-- BEGIN --
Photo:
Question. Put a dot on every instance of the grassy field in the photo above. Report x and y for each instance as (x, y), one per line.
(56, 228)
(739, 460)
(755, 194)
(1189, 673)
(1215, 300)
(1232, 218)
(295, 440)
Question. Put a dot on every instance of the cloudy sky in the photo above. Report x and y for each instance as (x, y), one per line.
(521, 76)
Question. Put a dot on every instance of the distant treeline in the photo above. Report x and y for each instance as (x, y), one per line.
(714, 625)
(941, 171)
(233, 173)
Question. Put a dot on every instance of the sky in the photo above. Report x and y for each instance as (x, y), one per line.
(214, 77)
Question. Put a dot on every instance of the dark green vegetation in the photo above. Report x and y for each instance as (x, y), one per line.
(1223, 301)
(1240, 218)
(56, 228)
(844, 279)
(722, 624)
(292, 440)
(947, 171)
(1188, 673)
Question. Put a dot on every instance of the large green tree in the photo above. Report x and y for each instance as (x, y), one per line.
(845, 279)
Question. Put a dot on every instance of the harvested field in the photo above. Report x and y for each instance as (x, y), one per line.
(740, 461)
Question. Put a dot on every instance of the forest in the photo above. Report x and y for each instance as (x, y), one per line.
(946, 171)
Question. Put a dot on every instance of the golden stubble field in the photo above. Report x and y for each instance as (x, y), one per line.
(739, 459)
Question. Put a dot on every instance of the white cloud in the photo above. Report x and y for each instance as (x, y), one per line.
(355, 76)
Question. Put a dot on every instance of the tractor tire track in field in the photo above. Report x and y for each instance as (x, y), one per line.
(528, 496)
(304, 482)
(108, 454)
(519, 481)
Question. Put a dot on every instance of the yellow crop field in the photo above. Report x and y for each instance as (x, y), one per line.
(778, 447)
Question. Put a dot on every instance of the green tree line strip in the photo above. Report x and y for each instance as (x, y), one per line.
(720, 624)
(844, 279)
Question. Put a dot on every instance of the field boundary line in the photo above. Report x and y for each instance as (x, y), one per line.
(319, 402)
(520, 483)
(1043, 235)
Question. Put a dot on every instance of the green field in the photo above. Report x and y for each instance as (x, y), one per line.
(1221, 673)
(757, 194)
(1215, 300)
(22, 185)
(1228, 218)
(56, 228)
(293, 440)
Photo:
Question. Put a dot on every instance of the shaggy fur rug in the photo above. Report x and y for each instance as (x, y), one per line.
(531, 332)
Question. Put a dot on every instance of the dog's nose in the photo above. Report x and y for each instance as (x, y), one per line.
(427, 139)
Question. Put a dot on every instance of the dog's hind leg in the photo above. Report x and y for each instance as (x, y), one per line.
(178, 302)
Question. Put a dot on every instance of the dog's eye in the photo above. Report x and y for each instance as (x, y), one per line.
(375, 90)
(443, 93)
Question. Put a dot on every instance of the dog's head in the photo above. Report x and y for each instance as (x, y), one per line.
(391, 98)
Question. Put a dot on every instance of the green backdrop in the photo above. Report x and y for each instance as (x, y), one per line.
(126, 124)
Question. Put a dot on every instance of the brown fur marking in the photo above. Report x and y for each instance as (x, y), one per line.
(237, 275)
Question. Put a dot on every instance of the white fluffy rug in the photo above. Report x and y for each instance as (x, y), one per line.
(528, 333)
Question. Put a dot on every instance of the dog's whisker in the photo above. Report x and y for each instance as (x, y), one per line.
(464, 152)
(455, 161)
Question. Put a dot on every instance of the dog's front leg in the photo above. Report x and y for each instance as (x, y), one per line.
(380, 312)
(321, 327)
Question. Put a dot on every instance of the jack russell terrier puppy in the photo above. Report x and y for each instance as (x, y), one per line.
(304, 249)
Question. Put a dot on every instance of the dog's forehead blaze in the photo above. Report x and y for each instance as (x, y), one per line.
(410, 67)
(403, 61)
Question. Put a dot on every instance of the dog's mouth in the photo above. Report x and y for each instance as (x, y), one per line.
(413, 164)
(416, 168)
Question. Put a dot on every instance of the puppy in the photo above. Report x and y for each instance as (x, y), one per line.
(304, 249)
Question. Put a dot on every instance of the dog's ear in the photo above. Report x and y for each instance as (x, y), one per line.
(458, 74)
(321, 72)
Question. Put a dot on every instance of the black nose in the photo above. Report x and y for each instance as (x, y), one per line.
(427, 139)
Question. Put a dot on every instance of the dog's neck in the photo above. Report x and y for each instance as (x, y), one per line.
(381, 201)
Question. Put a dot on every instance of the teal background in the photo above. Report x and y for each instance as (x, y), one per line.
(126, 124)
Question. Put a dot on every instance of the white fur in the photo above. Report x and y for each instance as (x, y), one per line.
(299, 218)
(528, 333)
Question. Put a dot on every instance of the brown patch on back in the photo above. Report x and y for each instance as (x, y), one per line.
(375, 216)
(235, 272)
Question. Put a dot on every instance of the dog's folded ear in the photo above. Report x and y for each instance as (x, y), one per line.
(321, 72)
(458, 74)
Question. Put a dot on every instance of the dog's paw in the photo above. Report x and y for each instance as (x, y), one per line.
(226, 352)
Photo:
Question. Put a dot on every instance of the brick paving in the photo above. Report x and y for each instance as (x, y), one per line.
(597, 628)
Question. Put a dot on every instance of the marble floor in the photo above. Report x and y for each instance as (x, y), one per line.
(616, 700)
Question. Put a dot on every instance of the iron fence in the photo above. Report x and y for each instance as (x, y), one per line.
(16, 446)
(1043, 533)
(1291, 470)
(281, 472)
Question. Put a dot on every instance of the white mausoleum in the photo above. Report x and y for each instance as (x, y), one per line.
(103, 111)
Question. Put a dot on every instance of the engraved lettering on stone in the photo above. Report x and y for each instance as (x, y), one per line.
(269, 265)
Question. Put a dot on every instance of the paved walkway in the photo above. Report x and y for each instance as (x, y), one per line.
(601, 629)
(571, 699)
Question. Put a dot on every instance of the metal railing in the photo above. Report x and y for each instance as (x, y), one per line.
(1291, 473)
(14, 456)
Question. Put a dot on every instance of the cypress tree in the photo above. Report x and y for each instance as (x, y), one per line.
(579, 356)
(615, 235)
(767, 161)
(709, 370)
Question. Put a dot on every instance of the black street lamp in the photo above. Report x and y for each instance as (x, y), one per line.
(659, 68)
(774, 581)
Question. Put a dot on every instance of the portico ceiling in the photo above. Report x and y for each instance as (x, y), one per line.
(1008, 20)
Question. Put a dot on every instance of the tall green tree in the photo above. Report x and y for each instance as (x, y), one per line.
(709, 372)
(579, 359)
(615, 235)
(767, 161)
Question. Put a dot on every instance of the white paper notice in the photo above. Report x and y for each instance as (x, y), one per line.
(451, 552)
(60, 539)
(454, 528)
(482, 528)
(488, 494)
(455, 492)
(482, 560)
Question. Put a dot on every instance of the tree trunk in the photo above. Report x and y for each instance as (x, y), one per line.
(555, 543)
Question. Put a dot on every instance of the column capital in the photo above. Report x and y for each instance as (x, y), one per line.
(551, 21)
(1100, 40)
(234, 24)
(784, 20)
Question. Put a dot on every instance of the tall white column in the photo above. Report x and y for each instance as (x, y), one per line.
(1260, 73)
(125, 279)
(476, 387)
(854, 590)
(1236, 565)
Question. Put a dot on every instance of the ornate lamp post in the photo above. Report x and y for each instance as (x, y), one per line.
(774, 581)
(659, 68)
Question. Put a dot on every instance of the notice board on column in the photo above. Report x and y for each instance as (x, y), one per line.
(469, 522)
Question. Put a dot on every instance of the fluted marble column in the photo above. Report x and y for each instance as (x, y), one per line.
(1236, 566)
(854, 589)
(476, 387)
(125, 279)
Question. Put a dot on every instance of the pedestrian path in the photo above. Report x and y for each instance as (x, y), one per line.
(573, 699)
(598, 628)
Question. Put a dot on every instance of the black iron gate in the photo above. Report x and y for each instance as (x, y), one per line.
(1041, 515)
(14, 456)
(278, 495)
-- END --
**What to produce:**
Reproduce the entries above in full, verbatim.

**Reply:**
Photo:
Question. Put a dot on every instance of the grassy field in the photo above. Report x and y for each instance as (x, y), one per line.
(56, 228)
(739, 460)
(755, 194)
(1189, 673)
(1215, 300)
(1232, 218)
(295, 440)
Question. Put a dot on every instance of the cloudy sky in the photo above. Report x and y for each instance as (x, y), one per line.
(521, 76)
Question. Put a dot on every instance of the distant treeline in the photo above. Report x and y for each instance as (x, y), one per line.
(714, 625)
(941, 171)
(233, 173)
Question. Put a dot on every instance of the sky in the photo above. Report x and y for each instance as (x, y), one per line.
(214, 77)
Question. Put a dot on every instance of the dark green vegetation in the photo above. Report x and y for each instance as (x, y), one per line.
(1223, 301)
(1240, 218)
(56, 228)
(844, 279)
(722, 624)
(292, 440)
(947, 171)
(1188, 673)
Question. Put a dot on every instance of the large green tree in the photo above. Report x and y for each instance as (x, y), one per line.
(845, 279)
Question. Put a dot on every instance of the harvested field in the photo above. Report x and y for each instance as (x, y), one per line.
(740, 461)
Question. Put a dot on every instance of the forest in the photo above. Report x and y for each instance as (x, y), one per line.
(946, 171)
Question. Put a dot on every instance of the golden stubble field in the photo above. Report x and y for each instance as (x, y), one per line.
(739, 459)
Question. Put a dot on every instance of the white cloud in the photo above. Report x and y for each instance as (x, y), one per line.
(355, 76)
Question. Put a dot on every instance of the tractor tire track in field in the photo above. Report x and y for each instance as (x, y), one per line.
(528, 496)
(304, 482)
(108, 454)
(519, 481)
Question. Put a dot on every instance of the yellow crop field in the photo above. Report x and y for each instance as (x, y), one per line.
(778, 447)
Question. Put a dot on every instance of the green tree line strip in the photo above. Report x and y for each instance as (x, y), one per line.
(720, 624)
(844, 279)
Question. Put a dot on every instance of the field boundary line in the photo above. Report x and y for each instance as (x, y), one per line.
(319, 402)
(520, 483)
(1043, 235)
Question. Put a dot on every instance of the green field in the photo above. Report x and y for each instance as (x, y), one per line.
(1221, 673)
(757, 194)
(1215, 300)
(22, 185)
(1228, 218)
(56, 228)
(293, 440)
Photo:
Question. Put a dot on every instance of the shaggy fur rug in the photo above. Report x and y for each instance as (x, y), one per line.
(531, 332)
Question. Put a dot on every instance of the dog's nose in the photo above. Report x and y for each instance as (x, y), one per line.
(427, 139)
Question. Put a dot on every instance of the dog's hind leg in the photo above. Report x and y for each instance as (x, y), one per line.
(178, 302)
Question. Put a dot on every instance of the dog's eye in the photo above. Report x and y for each instance as (x, y), one per line.
(375, 90)
(443, 93)
Question. Put a dot on every instance of the dog's head in the photo above. Report x and y for each instance as (x, y), one per line.
(391, 98)
Question. Put a dot on every instance of the green backdrop in the photo above. Report x and y for each instance as (x, y), one per line.
(126, 124)
Question. Put a dot on every instance of the brown fur marking in the photo above. Report x and y for each instance as (x, y), one per line.
(237, 275)
Question. Put a dot on every instance of the white fluffy rug in the photo above. Report x and y for each instance as (x, y), one per line.
(528, 333)
Question. Put a dot on every instance of the dog's whisker in the photo above. Report x and y for each instance as (x, y), one per line.
(464, 152)
(455, 161)
Question. Put a dot on every instance of the dog's front leg in the photo above. Report x and y for each instance as (x, y), one per line.
(380, 312)
(321, 327)
Question. Put a dot on every instance of the jack russell terrier puppy in the photo above. Report x and y for each instance as (x, y), one per line.
(304, 249)
Question. Put a dot on every instance of the dog's forehead blaze in the photo above. Report x and y for each instance as (x, y), one per line.
(410, 67)
(403, 61)
Question. Put a dot on every instance of the dog's mouth in the photo above. Report x and y for each instance as (x, y), one per line.
(413, 164)
(416, 168)
Question. Put a dot on every instance of the puppy in the photo above. Report x and y for each instance as (x, y), one per line.
(304, 249)
Question. Put a dot on every instance of the dog's ear in the photo above. Report x and y for each instance as (x, y), one per line.
(458, 74)
(321, 72)
Question. Put a dot on every instance of the black nose in the photo above. Report x and y for each instance as (x, y), one per line.
(427, 139)
Question. Put a dot on every instance of the dog's neck in the photo above. Report x and y for each instance as (x, y), one per line.
(381, 201)
Question. Put a dot on every instance of the teal background in the photo above. Report x and y for each instance as (x, y), one per line.
(126, 124)
Question. Put a dot on every instance of the white fur in the photo above. Report x and y for each instance as (x, y), one per line.
(299, 218)
(528, 333)
Question. Put a dot on every instance of the brown patch on back in the photo above. Report x and y for each instance as (x, y), one per line.
(375, 216)
(235, 272)
Question. Put a dot on every instance of the dog's folded ear in the photo above. Report x and y for each instance as (x, y), one per line.
(321, 72)
(458, 74)
Question. Put a dot on every instance of the dog's paw in the photo above. Report x and y for each instance as (x, y), one per line.
(226, 352)
Photo:
Question. Put a dot on every instance of the brick paving in the photo above. Report x and y for each instance as (x, y), one per line.
(597, 628)
Question. Put a dot on every instance of the marble floor in the photo above. Report x and y for each instance as (x, y), one per line.
(616, 700)
Question. Put a dot on every instance of the iron fence in the photo above. Report x and y for each instance as (x, y), one per line.
(16, 446)
(1043, 533)
(1291, 470)
(281, 472)
Question. Put a dot on every instance of the white mausoleum in the photo above. Report x and y for each instance as (x, y), one per line.
(103, 111)
Question. Put a dot on every instance of the engraved lettering on stone in the photo above. Report x and y for each instance as (x, y), one per line.
(269, 265)
Question. Put a dot on every instance of the paved walkway in the photo above. Report x and y for each instance as (x, y), one per line.
(601, 629)
(571, 699)
Question. Put a dot on every instance of the metal railing in the photo above. Report x and y for each instance as (x, y), one per line.
(1291, 473)
(14, 456)
Question. Put a dot on every instance of the cypress tree in the photo above. Report x and y for each instance as (x, y), one per line.
(579, 356)
(615, 235)
(767, 161)
(709, 370)
Question. Put a dot on every instance of the black street lamp in the photo above. Report x and y for each instance as (x, y), one per line.
(659, 68)
(774, 581)
Question. Put a dot on every instance of the portico ceiling in the photo above. Report x and y for each instance as (x, y), one per line.
(1008, 20)
Question. Put a dot on every instance of the tall green tree in the photo above. Report x and y for each instance as (x, y), one per line.
(709, 372)
(579, 359)
(615, 235)
(767, 161)
Question. Put a dot on every instance of the white paper notice in the photo above. Report x and y for each instance as (x, y), one per line.
(451, 552)
(60, 539)
(454, 528)
(482, 528)
(488, 494)
(455, 492)
(482, 560)
Question. Put a dot on every instance of the tree trunk in the photo above. Report x and y for each instance as (x, y), one per line.
(555, 543)
Question. Put a dot on every instance of the column capital in the photo above. Report x and y for each instance as (x, y), one per line.
(551, 21)
(1100, 40)
(234, 24)
(784, 20)
Question. Put a dot on every instance of the tall white column in the photo above. Report x and y for each instance as (x, y), one per line.
(1260, 73)
(125, 279)
(476, 387)
(854, 590)
(1236, 565)
Question. Put a dot on every instance of the ornate lamp post in the photo above. Report x and y for each instance as (x, y), one per line.
(774, 581)
(659, 68)
Question. Put a dot on every instance of the notice board on column in the photo above. Report x and y for each instance as (x, y), one per line.
(469, 522)
Question. Put a dot on every instance of the fluted marble column in the photo above. Report x and y for each instance as (x, y), one per line.
(1236, 566)
(854, 589)
(476, 387)
(125, 279)
Question. Put a dot on every instance of the pedestrian path in the photo above. Report x and y for each instance as (x, y), one per line.
(573, 699)
(598, 628)
Question. Put a dot on every instance of the black iron gate in the photo above. Report x and y for each instance as (x, y), one per line.
(1041, 515)
(14, 456)
(278, 495)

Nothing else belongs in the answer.